[BEGIN Extracted data]
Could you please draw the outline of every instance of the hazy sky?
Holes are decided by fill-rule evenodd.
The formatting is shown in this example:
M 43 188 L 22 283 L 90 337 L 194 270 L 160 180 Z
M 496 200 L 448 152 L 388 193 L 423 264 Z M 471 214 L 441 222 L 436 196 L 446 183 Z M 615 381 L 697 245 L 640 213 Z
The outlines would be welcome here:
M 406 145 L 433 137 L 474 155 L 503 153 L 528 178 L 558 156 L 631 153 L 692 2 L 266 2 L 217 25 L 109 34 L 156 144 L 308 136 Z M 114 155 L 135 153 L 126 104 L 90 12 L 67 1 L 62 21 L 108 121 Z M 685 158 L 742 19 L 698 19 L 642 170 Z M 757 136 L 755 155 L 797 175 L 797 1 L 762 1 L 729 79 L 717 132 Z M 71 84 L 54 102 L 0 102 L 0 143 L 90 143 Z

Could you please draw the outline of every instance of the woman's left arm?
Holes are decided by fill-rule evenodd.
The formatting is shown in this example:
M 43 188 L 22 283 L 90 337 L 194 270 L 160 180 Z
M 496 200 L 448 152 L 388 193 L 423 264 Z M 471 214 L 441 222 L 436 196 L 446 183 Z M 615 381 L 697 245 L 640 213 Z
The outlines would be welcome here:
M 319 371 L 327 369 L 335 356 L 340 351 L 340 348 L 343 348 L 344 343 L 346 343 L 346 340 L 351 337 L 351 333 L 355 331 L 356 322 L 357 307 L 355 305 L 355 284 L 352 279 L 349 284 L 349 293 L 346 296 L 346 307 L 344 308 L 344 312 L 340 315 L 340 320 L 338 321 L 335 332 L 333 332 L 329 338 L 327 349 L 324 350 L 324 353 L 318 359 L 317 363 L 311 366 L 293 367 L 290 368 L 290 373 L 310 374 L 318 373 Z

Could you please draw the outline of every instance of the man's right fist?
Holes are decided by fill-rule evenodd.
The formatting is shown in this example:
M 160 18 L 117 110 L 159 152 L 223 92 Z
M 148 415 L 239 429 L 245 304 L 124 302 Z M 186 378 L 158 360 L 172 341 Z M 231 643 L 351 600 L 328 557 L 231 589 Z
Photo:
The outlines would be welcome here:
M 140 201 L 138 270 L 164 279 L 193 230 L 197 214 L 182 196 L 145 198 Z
[END Extracted data]
Copy every line of these rows again word for word, keeping each line as it stands.

• Output for this task:
Could you please draw the outline of every instance of the hazy sky?
Holes are decided by fill-rule evenodd.
The formatting is shown in this example:
M 43 188 L 22 283 L 90 337 L 194 270 L 160 180 Z
M 496 200 L 448 152 L 388 193 L 423 264 Z M 471 214 L 441 222 L 436 196 L 446 183 Z M 615 381 L 697 245 L 640 213 Z
The outlines would be welcome here:
M 406 145 L 433 137 L 474 155 L 503 153 L 528 178 L 558 156 L 631 153 L 692 2 L 266 2 L 217 25 L 109 34 L 156 144 L 308 136 Z M 114 155 L 135 153 L 126 104 L 90 12 L 67 1 L 62 21 L 108 121 Z M 685 158 L 742 19 L 698 19 L 642 170 Z M 757 136 L 755 155 L 797 175 L 797 1 L 762 1 L 729 79 L 717 132 Z M 71 84 L 54 102 L 0 102 L 0 143 L 90 143 Z

Could you please draw the outline of every instance of the woman's left arm?
Holes are decided by fill-rule evenodd.
The formatting is shown in this example:
M 43 188 L 22 283 L 90 337 L 194 270 L 160 180 Z
M 496 200 L 448 152 L 388 193 L 423 264 Z M 471 214 L 441 222 L 436 196 L 446 183 Z M 615 381 L 697 245 L 640 213 Z
The outlines would be welcome here:
M 319 371 L 327 369 L 335 356 L 340 351 L 340 348 L 343 348 L 344 343 L 346 343 L 346 340 L 351 337 L 351 333 L 355 331 L 356 322 L 357 307 L 355 305 L 355 284 L 352 279 L 349 284 L 349 293 L 346 296 L 346 307 L 344 308 L 344 312 L 340 315 L 340 320 L 338 321 L 335 332 L 333 332 L 329 338 L 327 349 L 324 350 L 324 353 L 318 359 L 317 363 L 311 366 L 293 367 L 290 368 L 290 373 L 310 374 L 318 373 Z

Could you please draw the outline of every instance of the man's right fist?
Holes are decided by fill-rule evenodd.
The formatting is shown in this example:
M 160 18 L 117 110 L 159 152 L 223 92 Z
M 148 415 L 239 429 L 245 304 L 124 302 Z M 186 378 L 158 360 L 172 341 Z M 231 643 L 351 600 L 328 557 L 231 589 Z
Photo:
The outlines would be welcome here:
M 140 201 L 138 270 L 164 279 L 193 230 L 197 214 L 182 196 L 145 198 Z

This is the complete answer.